JOB: Copy the following data line for line, without changing any characters, and leave the pictures out of your copy.
______________________________
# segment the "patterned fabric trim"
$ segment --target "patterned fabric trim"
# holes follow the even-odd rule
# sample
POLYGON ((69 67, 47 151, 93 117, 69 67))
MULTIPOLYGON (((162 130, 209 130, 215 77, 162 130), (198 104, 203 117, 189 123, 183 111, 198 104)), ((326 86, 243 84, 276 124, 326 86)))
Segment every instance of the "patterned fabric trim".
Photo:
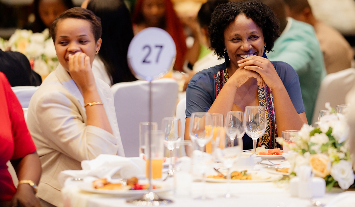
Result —
MULTIPOLYGON (((214 77, 215 83, 217 98, 229 78, 227 69, 219 70, 214 75, 214 77)), ((267 121, 266 130, 264 135, 259 139, 257 145, 258 147, 266 145, 267 149, 279 148, 280 147, 279 145, 275 141, 275 138, 278 137, 277 129, 272 92, 267 85, 265 84, 263 88, 259 88, 258 94, 259 105, 265 107, 267 121)))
______________________________
SOLVED EXERCISE:
# segment the "patterned fabric trim"
$ segment --target "patterned fabric trim"
# holes follow the even-odd rule
# sample
POLYGON ((69 67, 47 151, 93 117, 69 67))
MULTIPOLYGON (((162 130, 209 130, 215 77, 162 130), (198 104, 203 117, 189 123, 183 111, 198 104)), ((326 86, 243 84, 276 124, 326 86)))
Segment every instance of the "patterned fabric trim".
Photo:
Result —
MULTIPOLYGON (((214 77, 215 83, 217 98, 229 78, 227 69, 219 70, 214 75, 214 77)), ((267 121, 266 130, 264 135, 259 139, 257 145, 258 147, 266 145, 267 149, 279 148, 280 147, 279 145, 275 141, 275 138, 278 137, 277 129, 272 92, 267 85, 265 84, 263 88, 259 88, 258 94, 259 105, 265 107, 267 121)))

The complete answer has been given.